__What is needed__. Please state how many lines in the records below contain the word "umbrella"; the answer should be a number and nothing else.

__Material provided__.
━━━━━━━━
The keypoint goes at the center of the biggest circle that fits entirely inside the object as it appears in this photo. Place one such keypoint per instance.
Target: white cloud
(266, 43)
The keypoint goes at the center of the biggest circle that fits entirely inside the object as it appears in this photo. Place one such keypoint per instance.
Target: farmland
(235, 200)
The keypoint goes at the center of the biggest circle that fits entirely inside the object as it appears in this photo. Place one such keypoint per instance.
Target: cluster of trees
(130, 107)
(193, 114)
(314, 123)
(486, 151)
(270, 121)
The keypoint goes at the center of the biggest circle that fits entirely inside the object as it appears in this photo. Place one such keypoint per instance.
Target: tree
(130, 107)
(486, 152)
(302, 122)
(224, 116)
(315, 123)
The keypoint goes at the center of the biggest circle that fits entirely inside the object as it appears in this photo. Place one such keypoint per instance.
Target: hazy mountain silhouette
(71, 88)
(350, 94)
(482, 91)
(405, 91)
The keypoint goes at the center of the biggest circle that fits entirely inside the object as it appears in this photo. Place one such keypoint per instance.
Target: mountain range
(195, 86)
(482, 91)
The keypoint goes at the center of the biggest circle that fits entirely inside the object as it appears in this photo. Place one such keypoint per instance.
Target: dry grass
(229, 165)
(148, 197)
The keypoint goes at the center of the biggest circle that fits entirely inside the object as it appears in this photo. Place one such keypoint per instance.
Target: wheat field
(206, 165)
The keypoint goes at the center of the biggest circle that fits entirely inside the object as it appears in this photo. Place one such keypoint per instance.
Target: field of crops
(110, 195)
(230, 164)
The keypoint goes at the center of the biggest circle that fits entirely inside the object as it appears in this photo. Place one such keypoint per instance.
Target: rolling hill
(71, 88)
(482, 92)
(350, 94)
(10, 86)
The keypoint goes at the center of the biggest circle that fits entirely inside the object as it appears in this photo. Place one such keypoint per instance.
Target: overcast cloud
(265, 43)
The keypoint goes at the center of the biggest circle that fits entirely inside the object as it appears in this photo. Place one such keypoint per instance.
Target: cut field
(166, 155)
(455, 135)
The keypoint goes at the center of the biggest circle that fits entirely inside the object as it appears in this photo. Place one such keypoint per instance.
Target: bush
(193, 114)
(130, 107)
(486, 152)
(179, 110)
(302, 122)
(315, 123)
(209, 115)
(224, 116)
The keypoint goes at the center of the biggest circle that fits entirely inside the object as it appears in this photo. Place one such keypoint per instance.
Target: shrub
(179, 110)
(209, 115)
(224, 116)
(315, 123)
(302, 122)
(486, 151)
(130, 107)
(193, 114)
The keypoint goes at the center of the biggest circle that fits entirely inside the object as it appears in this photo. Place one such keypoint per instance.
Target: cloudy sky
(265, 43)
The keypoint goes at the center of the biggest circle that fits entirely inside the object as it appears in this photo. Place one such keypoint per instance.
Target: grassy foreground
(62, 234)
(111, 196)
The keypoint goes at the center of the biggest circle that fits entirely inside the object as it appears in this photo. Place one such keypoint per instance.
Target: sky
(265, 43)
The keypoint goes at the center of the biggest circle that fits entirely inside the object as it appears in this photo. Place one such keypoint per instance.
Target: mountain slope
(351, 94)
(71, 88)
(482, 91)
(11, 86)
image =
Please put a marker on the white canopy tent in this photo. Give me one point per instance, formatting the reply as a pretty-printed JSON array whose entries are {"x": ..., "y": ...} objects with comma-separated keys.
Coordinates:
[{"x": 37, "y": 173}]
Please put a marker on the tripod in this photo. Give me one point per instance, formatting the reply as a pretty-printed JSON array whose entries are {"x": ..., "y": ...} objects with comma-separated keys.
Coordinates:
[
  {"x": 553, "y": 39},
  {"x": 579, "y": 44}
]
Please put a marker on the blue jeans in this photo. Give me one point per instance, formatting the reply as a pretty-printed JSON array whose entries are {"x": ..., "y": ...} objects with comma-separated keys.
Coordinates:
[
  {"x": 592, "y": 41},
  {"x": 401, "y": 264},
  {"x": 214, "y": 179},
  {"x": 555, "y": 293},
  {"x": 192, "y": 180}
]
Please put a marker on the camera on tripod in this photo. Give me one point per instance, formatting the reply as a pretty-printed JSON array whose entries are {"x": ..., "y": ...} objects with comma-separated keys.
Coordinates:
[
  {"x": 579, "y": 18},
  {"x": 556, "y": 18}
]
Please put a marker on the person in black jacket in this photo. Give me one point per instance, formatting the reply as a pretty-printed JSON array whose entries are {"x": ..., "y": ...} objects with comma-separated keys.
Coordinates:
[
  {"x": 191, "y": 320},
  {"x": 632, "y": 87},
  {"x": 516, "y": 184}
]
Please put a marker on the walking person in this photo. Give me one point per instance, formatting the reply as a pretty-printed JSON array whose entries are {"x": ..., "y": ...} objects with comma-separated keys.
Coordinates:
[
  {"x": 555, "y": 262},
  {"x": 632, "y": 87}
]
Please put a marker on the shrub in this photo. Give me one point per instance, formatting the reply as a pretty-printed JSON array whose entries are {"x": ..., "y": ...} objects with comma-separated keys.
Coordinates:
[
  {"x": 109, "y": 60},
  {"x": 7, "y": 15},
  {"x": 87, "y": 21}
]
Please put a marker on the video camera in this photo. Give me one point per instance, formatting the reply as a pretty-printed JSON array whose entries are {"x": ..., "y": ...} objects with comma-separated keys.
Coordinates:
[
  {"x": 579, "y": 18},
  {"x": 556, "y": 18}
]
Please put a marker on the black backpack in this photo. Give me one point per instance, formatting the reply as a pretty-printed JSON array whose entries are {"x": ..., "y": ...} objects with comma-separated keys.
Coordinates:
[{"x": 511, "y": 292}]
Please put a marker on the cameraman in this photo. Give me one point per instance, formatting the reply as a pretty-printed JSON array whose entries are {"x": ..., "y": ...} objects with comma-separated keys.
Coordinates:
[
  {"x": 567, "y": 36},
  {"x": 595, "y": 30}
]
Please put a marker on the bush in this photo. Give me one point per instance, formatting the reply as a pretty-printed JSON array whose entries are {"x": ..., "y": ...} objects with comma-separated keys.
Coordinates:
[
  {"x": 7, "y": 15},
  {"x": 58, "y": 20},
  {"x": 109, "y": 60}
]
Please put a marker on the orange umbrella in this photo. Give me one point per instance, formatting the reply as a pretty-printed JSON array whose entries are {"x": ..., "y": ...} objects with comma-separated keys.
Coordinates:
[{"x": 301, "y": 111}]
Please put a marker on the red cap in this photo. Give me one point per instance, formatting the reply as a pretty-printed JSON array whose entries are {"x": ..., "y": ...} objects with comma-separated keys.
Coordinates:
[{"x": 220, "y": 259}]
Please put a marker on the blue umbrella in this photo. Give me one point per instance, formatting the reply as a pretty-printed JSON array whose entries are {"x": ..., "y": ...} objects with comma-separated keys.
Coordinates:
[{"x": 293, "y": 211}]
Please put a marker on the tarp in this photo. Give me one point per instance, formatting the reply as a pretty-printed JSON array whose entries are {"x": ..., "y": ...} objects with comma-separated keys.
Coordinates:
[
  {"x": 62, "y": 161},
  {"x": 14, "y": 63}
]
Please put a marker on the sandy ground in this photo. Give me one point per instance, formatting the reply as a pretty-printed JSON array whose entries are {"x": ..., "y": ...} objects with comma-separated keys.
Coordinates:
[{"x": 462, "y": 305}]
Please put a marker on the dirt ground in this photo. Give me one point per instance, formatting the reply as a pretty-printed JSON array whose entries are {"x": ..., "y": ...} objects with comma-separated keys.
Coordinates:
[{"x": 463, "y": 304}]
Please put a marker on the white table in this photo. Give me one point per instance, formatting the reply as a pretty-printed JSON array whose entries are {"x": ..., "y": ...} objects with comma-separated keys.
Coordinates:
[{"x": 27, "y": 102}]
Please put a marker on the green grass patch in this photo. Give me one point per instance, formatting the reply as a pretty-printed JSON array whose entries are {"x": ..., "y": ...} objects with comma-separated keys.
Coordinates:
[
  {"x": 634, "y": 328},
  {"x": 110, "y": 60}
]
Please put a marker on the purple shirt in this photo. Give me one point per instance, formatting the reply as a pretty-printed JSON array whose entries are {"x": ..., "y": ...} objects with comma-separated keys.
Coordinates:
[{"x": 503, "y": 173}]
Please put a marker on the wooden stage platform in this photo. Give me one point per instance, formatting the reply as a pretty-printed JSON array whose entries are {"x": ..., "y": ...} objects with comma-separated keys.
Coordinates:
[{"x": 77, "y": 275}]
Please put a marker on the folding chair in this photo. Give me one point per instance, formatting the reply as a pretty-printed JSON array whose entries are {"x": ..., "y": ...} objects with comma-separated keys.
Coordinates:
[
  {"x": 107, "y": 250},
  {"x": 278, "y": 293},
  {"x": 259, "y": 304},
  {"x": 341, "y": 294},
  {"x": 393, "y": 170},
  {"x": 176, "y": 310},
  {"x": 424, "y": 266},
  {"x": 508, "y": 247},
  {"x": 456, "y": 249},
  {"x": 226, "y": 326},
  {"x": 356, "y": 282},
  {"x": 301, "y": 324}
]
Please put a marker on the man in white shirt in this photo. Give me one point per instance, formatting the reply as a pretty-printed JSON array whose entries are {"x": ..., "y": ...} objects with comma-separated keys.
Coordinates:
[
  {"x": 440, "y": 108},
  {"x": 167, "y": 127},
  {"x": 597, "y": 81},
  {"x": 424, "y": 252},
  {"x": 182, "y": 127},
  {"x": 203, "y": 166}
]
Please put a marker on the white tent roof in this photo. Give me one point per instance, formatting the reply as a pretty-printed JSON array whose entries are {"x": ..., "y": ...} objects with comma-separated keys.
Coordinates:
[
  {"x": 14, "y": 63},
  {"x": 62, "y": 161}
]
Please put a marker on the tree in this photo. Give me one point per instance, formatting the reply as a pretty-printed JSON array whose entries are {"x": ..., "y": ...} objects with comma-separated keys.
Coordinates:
━━━━━━━━
__Output of the exercise__. 2